**Document text**
>>>>>

President Rodrigo Duterte has expressed openness to running for vice president in the 2022 national elections in what could be a first for Philippine democracy. It's "not at all a bad idea," said the 76-year-old leader.
Former presidents Joseph Estrada and Gloria Macapagal-Arroyo all won in local elections after leaving Malacanang, keeping themselves in the political sphere. Former President Fidel Ramos and the late mother and son Cory Aquino and Noynoy Aquino all retired as private citizens.
It will be an "unusual" move for Duterte, said University of Santo Tomas Department of Political Science Chair Dennis Coronacion, who noted that Malacañang ideally is the final stop for politicians.
"The Constitution is designed to prevent a president from perpetuating himself to power... If he runs and wins [as vice president] it will make him a step closer to the position he used to occupy. While there's no explicit prohibition, it goes against the design of the law," Coronacion said.
It could be likened to the case of Estrada, who ran for president again in 2010, on the argument that the prohibition on reelection applies only to the incumbent president. The 1987 charter states that "the President shall not be eligible for any re-election."
"No person who has succeeded as President and has served as such for more than four years shall be qualified for election to the same office at any time," the charter reads.
"The design of our Constitution is not meant to give another chance. This is why a sitting president cannot run for reelection," Coronacion said noting that the 1987 charter was framed to prevent abuses during the dictatorship of Ferdinand Marcos Sr.
In the case of Duterte, Coronacion said it would be better for him to retire from politics given that he has stayed as a popular leader throughout his term.
"It's safe to say that his anointed one--whoever he or she may be--would benefit from whatever popularity he will have left. Until now, he remains a popular leader," he said.

<<<<<

**Explore the material**
A. In the Duterte article, what was the 1987 charter framed to prevent, according to Coronacion?
B. Please pick up the Duterte article after its final sentence and carry it on.
The data that follows has nothing to do with the Duterte article.

**Recorded information**
>>>>>

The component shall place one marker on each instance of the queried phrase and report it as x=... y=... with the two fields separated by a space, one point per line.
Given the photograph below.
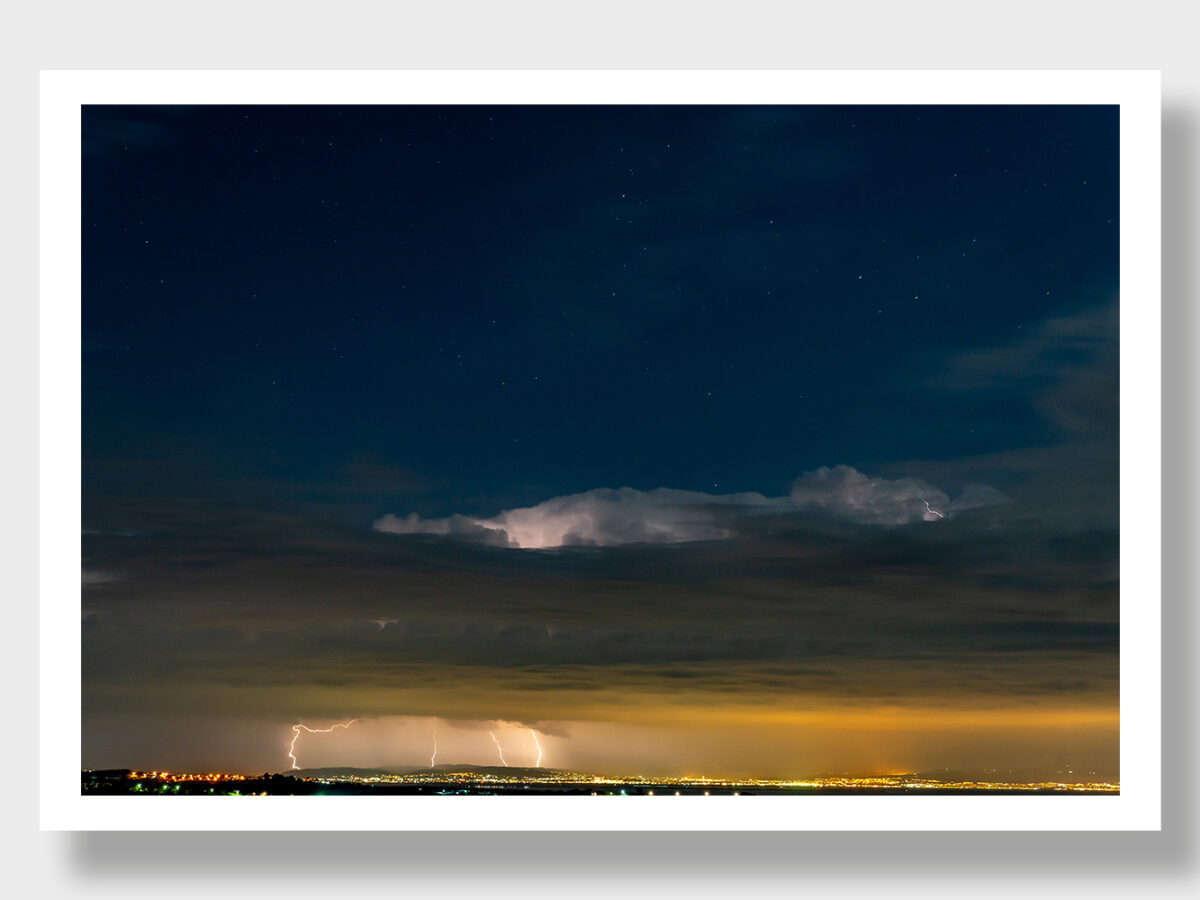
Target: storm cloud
x=610 y=517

<<<<<

**Answers to the tasks**
A. Abuses during the dictatorship of Ferdinand Marcos Sr.

B.
Here's what the five most recent past presidents did after leaving Malacañang:
1. Benigno 'Noynoy' Aquino III
Duterte's immediate predecessor returned to life as a private citizen after serving as the 15th president of the Philippines. He died on June 24 of kidney disease and was buried next to his democracy icon parents Ninoy and Cory.
2. Gloria Macapagal Arroyo
Arroyo served as vice president of Joseph Estrada and assumed the highest post in the country after the latter's ouster in January 2001. After her presidency in 2010, Arroyo ran and won as representative of Pampanga's 2nd district, and in 2018, became the first woman Speaker of the House of Representatives. She retired from politics in 2019.
3. Joseph Estrada
Estrada was ousted by the People Power 2 in 2001 and was succeeded by his vice president Arroyo. In 2010, Estrada ran for president again but lost to Aquino. He served as mayor of Manila City from 2013 to 2019, and was succeeded by incumbent Isko Moreno.
4. Fidel V. Ramos
Ramos is now the oldest living Philippine president at the age of 96. Since stepping down from power in 1998, Ramos has restricted himself from seeking an elected post, opting to serve as an adviser in the administrations that followed his.
5. Cory Aquino
Aquino returned to life as a private citizen after her presidency but remained active in voicing her opinions on government policies and developments in the Philippine political scene.
In 2009, Aquino died after a bout with colon cancer. Her death catapulted her only son Noynoy to the presidency in 2010.